Document text: Begin

Songwriting is important. That may be trite, but I am a firm believer in the theory that mediocre songwriters don't just wake up one morning and write "Yesterday." Great songs (and great albums) rarely just come out of nowhere. Part of the fun of listening to all the random LPs I own is listening to the albums where there are multiple songwriters on one record, and hearing how the song quality shifts accordingly. For example, before starting this blog (but following the same precepts), I listened to Huey Lewis and the News' Picture This, which I pretty much hated, except that it contained one of the most infectious pop singles of the 80s in "Do You Believe in Love?" I was baffled, because this one song was on a completely different level from literally every other song on both that album and the other Huey Lewis album I own. Then I read the songwriting credits and discovered that it was also the only song on either album that was written by producer Mutt Lange and not by Lewis or one of the other regular band members. In the end, all was right with the world, and I made a mental note to check out other music Lange had made on his own.
I had one of those 'aha' moments with this compilation of Canadian rock band The Guess Who, as nearly every song on the first side was written or co-written by guitarist Randy Bachman, whereas he wasn't credited at all on the second side. And indeed the first side is phenomenal, which made me wonder if The Guess Who were a seriously underrated band, but the second side is just not as good, despite possessing superficially similar elements.

Document text: End
Information shown: Begin

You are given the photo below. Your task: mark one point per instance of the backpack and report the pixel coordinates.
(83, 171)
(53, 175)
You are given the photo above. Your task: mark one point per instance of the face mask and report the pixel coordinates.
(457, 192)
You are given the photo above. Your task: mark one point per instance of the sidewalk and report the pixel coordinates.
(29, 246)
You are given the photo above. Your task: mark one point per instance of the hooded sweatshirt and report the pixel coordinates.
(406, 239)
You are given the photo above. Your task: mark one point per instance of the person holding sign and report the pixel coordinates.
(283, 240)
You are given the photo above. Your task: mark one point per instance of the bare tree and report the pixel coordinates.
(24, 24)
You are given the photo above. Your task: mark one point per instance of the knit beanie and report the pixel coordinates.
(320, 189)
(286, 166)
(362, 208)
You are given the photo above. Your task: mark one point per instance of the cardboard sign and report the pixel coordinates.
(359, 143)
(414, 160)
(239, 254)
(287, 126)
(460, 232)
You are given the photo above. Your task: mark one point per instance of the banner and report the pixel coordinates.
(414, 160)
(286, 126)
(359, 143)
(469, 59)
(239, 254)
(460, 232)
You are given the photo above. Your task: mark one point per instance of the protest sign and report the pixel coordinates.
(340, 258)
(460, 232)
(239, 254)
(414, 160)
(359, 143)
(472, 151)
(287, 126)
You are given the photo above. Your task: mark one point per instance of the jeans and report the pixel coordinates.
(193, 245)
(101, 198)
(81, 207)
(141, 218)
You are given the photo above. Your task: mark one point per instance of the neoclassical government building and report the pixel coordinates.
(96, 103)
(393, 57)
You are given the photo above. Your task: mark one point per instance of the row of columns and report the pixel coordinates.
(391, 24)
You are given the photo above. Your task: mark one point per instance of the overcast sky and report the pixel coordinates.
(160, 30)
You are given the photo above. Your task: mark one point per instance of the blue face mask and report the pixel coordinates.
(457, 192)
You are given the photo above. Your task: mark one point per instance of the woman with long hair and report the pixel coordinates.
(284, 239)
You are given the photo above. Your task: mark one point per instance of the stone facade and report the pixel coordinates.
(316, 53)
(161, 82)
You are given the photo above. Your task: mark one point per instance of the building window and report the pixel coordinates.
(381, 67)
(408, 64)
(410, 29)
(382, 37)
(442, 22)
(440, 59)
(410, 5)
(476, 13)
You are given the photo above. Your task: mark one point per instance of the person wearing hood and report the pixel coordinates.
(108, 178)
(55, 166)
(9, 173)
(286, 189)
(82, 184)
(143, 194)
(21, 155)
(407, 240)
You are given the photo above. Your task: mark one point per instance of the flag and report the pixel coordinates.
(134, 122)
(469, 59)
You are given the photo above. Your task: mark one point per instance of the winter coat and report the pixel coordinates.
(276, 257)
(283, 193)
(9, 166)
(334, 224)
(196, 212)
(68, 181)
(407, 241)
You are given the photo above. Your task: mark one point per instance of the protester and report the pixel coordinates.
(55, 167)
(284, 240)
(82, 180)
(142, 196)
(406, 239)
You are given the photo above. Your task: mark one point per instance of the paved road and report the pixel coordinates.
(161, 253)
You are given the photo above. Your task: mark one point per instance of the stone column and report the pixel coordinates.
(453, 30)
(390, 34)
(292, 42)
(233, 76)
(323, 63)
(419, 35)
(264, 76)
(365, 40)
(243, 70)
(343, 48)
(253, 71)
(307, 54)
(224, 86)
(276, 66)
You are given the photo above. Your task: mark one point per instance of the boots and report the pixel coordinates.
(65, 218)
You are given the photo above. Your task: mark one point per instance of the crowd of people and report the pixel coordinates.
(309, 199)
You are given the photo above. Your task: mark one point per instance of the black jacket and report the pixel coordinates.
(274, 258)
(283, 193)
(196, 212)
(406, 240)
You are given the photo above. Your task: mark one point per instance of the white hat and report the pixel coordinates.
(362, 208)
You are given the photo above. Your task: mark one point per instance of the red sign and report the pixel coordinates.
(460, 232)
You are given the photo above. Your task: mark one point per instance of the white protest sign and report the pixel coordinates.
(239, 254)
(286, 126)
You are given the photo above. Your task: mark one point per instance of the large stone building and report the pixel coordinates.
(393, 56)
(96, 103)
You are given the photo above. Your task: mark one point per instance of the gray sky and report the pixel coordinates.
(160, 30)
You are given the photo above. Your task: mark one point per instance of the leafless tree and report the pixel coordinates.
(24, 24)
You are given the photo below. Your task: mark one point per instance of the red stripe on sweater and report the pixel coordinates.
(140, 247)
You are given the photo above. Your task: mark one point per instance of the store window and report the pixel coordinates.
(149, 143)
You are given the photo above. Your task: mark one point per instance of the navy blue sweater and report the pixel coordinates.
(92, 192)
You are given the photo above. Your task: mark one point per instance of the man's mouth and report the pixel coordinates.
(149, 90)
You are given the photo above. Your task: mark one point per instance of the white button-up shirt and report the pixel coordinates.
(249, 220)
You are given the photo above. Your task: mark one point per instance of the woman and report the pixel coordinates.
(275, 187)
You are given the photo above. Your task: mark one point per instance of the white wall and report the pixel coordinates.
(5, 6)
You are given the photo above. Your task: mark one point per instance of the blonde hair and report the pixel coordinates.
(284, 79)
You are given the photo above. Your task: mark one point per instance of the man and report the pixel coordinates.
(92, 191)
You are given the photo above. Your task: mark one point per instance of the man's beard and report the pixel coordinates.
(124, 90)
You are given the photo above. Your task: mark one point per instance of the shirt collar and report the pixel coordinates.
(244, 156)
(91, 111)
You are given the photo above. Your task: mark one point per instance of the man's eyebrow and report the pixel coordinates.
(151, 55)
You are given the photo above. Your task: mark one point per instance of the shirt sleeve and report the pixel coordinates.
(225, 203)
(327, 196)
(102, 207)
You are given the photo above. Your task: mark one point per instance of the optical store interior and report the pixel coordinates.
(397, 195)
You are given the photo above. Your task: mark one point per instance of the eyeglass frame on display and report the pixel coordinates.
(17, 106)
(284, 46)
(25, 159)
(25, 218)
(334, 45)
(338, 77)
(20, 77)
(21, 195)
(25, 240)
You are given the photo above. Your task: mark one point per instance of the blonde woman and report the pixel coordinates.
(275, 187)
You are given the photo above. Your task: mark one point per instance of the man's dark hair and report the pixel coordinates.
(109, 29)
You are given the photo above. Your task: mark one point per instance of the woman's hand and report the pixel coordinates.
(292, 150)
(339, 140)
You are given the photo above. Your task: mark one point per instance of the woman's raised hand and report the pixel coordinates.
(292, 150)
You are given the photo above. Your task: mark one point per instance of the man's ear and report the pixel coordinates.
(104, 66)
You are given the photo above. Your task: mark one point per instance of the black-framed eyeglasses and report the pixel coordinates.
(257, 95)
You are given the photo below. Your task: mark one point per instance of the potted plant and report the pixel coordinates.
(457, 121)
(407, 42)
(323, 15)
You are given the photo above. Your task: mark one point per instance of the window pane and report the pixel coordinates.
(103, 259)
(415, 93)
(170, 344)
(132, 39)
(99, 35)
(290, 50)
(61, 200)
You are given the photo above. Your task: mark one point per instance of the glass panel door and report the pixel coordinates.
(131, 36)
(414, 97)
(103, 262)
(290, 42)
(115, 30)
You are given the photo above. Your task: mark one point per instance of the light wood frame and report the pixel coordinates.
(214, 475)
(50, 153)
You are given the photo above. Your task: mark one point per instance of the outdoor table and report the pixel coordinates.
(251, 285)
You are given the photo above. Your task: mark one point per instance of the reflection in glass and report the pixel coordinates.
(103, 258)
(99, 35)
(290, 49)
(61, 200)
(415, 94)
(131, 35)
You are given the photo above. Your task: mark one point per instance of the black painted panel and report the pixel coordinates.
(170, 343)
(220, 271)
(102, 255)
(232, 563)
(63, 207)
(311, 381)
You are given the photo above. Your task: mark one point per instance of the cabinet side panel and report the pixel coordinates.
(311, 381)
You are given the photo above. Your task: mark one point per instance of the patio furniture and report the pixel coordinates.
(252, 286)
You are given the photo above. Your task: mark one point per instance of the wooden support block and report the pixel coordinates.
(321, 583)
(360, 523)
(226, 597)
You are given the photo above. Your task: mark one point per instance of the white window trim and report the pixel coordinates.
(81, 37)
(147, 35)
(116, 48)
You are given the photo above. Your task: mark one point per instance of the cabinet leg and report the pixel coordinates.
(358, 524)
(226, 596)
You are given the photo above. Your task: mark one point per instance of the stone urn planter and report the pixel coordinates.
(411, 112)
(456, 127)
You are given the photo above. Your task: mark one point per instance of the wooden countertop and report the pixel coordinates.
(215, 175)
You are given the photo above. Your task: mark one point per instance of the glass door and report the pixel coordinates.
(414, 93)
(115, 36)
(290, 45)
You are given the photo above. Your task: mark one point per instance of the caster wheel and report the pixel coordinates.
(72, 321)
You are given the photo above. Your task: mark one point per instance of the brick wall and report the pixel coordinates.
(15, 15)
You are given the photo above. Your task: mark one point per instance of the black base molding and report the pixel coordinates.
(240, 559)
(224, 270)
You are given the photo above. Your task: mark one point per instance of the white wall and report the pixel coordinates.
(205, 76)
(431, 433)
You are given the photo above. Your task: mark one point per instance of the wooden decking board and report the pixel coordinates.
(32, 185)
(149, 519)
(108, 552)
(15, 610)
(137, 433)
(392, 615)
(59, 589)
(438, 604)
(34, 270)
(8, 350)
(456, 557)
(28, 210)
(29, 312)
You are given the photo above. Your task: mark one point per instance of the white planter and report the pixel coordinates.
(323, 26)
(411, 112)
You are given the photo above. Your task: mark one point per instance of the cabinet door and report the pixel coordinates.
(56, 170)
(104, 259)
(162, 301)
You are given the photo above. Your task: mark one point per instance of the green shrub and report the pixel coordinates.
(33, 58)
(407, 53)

Information shown: End

* _Tasks_:
1 - From the songwriting post, copy the passage between "I had one of" and "superficially similar elements.", inclusive.
2 - Answer these questions from the songwriting post:
(a) Which song on Huey Lewis and the News' Picture This does the writer call one of the most infectious pop singles of the 80s?
(b) Who wrote that song?
(c) Which guitarist wrote or co-wrote nearly every song on the first side of The Guess Who compilation?
3 - Continue the songwriting post from where it stops.
The records have no connection to the blog post about songwriting.

* _Numbered responses_:
1 -
I had one of those 'aha' moments with this compilation of Canadian rock band The Guess Who, as nearly every song on the first side was written or co-written by guitarist Randy Bachman, whereas he wasn't credited at all on the second side. And indeed the first side is phenomenal, which made me wonder if The Guess Who were a seriously underrated band, but the second side is just not as good, despite possessing superficially similar elements.

2 -
(a) "Do You Believe in Love?"
(b) Producer Mutt Lange
(c) Randy Bachman

3 -
I call this a controlled musical science experiment, and my conclusion is that Bachman was a damn good songwriter, at least in the late 60s. The group's most famous singles are "American Woman" and "These Eyes" and those are definitely good, but really everything on the first side is great, and surprisingly diverse, as they draw on elements of soul (thanks to lead singer Burton Cummings' quavering tenor), jazz, and rock. What is odd to me in this case is that Bachman later went on to form Bachman-Turner Overdrive, which I know only for the execrable single "Takin' Care of Business." So maybe it's time to reassess the work of BTO, but regardless, Bachman was on his game in the late 60s.